## Written exercise:
Rewrite only the data from the line with "Where can you see the teddy bear arm" to the line with "[[210, 326]]", both ends included. Shift every x and y coordinate in the answers by adding 124, and leave every other line unchanged.

## Data entries:
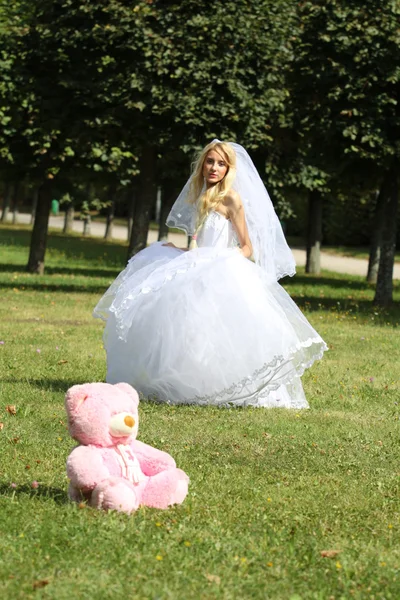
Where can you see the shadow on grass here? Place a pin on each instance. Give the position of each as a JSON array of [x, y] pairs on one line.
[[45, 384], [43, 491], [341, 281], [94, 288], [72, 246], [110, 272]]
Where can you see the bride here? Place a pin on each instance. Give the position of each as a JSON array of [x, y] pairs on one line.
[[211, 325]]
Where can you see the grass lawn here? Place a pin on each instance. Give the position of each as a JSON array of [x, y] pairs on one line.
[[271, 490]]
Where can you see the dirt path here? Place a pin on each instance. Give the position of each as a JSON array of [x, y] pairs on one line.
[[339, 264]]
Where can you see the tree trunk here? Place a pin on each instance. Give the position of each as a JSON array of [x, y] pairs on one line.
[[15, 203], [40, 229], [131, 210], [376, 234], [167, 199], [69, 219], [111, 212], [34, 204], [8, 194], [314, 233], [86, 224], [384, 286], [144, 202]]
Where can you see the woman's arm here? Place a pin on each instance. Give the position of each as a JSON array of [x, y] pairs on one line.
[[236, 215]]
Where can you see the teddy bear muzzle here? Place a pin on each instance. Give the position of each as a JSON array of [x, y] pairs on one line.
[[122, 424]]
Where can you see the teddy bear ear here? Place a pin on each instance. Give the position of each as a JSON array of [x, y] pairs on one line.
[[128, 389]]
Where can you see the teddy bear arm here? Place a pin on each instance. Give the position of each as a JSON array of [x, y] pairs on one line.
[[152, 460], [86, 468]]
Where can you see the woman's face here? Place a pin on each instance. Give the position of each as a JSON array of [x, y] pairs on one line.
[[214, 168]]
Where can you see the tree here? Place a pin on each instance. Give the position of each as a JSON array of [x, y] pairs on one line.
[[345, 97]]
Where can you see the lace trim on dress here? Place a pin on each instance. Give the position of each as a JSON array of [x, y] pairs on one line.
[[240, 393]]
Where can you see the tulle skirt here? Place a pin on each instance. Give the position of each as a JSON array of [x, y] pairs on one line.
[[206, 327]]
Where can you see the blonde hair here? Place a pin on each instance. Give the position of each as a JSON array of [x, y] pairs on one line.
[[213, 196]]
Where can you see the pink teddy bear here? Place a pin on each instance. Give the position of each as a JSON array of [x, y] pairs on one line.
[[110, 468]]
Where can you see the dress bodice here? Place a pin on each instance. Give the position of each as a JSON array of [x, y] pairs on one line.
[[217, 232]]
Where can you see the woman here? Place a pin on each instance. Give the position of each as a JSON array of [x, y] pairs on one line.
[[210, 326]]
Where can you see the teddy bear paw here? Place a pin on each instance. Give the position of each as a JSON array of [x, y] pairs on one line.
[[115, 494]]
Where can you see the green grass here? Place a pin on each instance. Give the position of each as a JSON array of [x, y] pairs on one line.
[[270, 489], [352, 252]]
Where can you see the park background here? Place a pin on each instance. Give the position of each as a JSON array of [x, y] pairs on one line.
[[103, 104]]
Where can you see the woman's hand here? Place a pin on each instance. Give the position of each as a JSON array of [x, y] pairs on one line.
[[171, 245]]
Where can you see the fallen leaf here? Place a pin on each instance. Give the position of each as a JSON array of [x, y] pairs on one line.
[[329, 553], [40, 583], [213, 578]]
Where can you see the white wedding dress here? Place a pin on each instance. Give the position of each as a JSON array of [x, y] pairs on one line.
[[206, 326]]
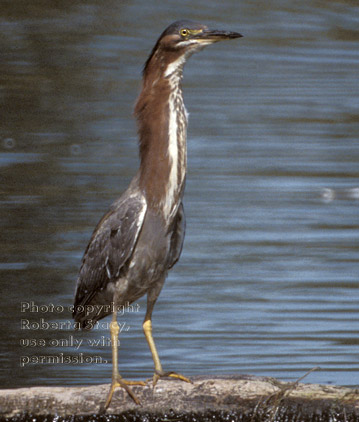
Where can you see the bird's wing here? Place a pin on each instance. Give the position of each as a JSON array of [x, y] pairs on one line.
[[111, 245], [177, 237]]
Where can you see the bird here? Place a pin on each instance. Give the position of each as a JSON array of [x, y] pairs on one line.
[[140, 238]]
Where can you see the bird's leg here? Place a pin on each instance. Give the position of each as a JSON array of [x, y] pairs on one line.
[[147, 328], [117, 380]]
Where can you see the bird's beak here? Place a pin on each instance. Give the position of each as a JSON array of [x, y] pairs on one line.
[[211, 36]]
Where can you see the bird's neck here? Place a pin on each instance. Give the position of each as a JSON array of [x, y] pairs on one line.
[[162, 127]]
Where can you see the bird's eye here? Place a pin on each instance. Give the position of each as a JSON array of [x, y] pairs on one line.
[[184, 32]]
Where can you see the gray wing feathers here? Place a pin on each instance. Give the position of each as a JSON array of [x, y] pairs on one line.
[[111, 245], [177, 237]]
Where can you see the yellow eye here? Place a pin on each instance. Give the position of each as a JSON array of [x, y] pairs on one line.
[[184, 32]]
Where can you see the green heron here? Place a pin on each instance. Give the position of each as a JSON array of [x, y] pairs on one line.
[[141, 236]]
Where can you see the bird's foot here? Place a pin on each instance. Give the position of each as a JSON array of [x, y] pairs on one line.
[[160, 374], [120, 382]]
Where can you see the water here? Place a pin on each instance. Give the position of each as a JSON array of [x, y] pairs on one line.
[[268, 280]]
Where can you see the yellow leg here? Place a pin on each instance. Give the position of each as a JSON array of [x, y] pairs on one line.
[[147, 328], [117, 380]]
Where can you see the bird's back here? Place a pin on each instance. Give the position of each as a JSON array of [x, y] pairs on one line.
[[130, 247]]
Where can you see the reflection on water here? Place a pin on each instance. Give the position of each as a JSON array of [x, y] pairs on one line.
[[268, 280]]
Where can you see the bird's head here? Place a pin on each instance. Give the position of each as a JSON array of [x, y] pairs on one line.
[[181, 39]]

...

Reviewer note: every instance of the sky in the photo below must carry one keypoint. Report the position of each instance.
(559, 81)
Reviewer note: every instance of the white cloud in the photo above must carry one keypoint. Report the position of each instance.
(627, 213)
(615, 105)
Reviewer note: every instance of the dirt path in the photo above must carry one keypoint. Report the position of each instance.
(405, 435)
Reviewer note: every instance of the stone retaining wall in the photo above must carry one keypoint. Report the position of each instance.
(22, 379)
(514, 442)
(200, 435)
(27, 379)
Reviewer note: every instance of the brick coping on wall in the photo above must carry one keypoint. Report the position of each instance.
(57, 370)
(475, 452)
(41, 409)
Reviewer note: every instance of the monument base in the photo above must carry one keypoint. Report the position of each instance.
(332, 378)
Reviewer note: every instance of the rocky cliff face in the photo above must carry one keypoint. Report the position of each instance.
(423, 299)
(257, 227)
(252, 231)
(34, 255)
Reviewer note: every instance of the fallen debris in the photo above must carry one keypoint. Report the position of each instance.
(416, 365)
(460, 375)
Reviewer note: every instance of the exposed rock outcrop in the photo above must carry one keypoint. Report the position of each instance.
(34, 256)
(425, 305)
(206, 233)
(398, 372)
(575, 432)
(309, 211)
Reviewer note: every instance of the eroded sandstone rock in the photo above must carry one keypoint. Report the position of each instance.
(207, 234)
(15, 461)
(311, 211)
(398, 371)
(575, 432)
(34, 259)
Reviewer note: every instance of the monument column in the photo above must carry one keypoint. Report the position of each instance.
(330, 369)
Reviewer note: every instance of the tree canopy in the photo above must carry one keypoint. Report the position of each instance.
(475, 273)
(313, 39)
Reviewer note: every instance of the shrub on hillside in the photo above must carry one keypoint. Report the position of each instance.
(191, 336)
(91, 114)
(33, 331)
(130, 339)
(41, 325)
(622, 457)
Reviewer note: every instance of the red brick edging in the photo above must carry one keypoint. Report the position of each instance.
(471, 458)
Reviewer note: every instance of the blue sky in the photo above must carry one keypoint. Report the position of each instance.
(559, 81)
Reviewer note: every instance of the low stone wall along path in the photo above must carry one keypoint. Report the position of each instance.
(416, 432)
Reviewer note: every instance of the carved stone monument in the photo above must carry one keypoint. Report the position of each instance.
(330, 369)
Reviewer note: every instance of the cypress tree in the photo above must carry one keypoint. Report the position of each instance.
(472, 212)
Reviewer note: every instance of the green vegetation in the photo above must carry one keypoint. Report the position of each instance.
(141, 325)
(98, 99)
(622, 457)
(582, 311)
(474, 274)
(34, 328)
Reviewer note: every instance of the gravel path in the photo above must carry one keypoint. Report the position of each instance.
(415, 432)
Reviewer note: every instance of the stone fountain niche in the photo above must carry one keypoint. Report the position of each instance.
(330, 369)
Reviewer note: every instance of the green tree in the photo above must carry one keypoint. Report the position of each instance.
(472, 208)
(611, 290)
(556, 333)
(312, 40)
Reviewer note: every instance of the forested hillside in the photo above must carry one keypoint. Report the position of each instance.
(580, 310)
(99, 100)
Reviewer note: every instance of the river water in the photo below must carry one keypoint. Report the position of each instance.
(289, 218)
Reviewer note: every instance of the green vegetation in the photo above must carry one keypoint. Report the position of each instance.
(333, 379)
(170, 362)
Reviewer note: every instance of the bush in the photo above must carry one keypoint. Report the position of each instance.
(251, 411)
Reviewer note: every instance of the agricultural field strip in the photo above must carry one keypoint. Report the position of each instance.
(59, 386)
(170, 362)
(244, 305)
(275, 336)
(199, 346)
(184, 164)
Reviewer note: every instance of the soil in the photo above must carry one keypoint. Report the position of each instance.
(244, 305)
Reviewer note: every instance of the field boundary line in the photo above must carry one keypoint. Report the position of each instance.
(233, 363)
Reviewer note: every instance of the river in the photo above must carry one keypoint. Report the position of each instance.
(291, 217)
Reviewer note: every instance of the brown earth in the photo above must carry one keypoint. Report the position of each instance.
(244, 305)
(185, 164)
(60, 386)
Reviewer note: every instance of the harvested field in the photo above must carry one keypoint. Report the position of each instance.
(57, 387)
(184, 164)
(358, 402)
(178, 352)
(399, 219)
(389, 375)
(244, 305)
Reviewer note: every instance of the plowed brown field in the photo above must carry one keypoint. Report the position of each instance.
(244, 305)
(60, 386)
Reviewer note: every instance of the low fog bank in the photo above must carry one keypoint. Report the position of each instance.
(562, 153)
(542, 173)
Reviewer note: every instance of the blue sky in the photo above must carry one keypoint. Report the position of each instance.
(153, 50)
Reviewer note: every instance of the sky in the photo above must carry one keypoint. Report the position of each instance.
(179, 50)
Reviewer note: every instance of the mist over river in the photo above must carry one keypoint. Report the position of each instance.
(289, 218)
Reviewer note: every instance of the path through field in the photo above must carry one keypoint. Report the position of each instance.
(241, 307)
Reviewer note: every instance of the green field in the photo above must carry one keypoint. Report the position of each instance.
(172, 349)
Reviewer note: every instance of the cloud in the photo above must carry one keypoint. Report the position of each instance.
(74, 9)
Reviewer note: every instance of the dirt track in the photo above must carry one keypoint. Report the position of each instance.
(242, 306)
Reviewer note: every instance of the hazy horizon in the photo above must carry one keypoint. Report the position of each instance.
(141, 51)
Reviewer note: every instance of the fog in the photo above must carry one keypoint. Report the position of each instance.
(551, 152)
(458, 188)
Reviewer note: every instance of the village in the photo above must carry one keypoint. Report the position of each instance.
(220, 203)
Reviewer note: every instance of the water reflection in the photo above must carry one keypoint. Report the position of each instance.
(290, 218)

## Problem solution:
Where can you see the teddy bear arm here? Place a pin on each instance. Give the position of each as a JSON array of [x, y] pairs on one line.
[[276, 584], [210, 592]]
Where can you see the woman's face here? Place a pin on each instance. Give the position of each as a JSON array of [x, y] pairs on one line.
[[338, 292]]
Where can you see the tree here? Place a pin on each instance. Give the position of each as a JSON array of [x, y] pairs on one line.
[[469, 221]]
Where can you see the lace trim on dress here? Place a pin on each instance. Give the position of each as a JSON array of [x, y] pairs on one line.
[[364, 517]]
Where can you see the tulle skirt here? Place a pin on each instance. Give the position of each as a JSON array of [x, y] pairs on one line.
[[330, 451]]
Where can you see the blonde hair here? Place a pin on each instance. Give the position of each as a JSON array of [x, y] pairs on one line.
[[337, 320]]
Where can you see the pink teddy bear here? Place a pin on each instance. Give the position of each as a JSON array of [x, y] pairs on one line.
[[234, 592]]
Where can you see the dress bodice here? Place a pin on each instance. Give the position of each as a JSON array of [x, y] pairs on one line.
[[341, 356]]
Where can you see the woman here? Place a pin on each instance. Give the position of each as a JSON array of [x, y] pairs on one line.
[[334, 450]]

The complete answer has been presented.